*Set tasks*
A. In one to three sentences, explain what role the case summary gives to the structured formula in the Second Schedule to the Motor Vehicles Act.
B. According to the case summary, on what date was the case decided?
#### Passage given ####
Judges : K.T.THOMAS,R.P.SETHI
Kaushnuma Begum - Appellant
Versus
New India Assurance Co.Ltd., - Respondent
Case No : C.A. No. 6 of 2001
Decided On : 01/03/2001
Advocates Appeared :
For the Petitioner:-- for the Respondent:--

A victim in a motor accident is entitled to compensation unless any exceptions apply, and the court can adopt the structured formula provided in the Second Schedule to the Motor Vehicles Act for fixing the quantum of compensation.

Headnote:

Rylands v. Fletcher - Motor Accident Claims - S.140 of the Motor Vehicles Act, 1988 - S.92-A of the Motor Vehicles Act, 1939 - The court discussed the application of the Rule in Rylands v. Fletcher in motor accident cases and its distinction from 'No Fault Liability' under S.140 of the Motor Vehicles Act. The court held that a victim in a motor accident is entitled to compensation unless any exceptions apply. The court also fixed the quantum of compensation and the rate of interest.
#### Dataset content ####
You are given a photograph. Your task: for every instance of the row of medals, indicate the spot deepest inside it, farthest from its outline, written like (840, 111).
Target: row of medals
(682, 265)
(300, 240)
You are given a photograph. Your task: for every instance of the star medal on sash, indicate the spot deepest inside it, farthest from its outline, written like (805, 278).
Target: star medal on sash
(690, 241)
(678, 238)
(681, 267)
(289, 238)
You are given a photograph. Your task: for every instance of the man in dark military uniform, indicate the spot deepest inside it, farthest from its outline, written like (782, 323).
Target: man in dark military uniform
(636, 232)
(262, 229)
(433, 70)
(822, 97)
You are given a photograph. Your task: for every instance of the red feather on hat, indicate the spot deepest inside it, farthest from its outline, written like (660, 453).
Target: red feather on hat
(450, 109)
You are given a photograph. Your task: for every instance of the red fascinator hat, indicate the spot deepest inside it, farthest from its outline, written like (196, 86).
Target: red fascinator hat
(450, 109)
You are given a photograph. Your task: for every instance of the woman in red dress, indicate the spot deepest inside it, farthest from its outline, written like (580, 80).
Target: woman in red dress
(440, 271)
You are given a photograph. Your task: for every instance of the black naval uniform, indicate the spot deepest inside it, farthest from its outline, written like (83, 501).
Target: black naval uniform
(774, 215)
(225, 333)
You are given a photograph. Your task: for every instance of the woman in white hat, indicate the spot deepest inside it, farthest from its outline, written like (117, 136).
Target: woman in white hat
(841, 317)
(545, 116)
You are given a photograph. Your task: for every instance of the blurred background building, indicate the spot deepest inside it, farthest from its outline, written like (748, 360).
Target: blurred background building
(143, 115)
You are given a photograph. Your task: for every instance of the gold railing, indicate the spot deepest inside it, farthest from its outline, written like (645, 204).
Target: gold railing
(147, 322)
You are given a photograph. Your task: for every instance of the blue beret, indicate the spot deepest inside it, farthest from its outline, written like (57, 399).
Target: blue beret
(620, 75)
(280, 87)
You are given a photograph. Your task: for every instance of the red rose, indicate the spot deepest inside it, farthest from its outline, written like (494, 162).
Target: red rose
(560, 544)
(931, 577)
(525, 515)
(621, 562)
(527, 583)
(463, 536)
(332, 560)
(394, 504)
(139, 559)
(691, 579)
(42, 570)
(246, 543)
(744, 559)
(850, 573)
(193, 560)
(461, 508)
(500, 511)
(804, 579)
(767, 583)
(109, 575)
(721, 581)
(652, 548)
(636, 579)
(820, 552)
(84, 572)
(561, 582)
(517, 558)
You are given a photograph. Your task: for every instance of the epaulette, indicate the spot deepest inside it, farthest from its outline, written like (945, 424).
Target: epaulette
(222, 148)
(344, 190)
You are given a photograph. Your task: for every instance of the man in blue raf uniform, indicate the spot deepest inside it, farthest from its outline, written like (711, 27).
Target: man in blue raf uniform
####
*Solutions by task*
A. The case summary says the court can adopt that structured formula for fixing the quantum of compensation owed to a motor accident victim. The victim is entitled to compensation unless any exceptions apply, and the formula serves to set the amount.

B. 01/03/2001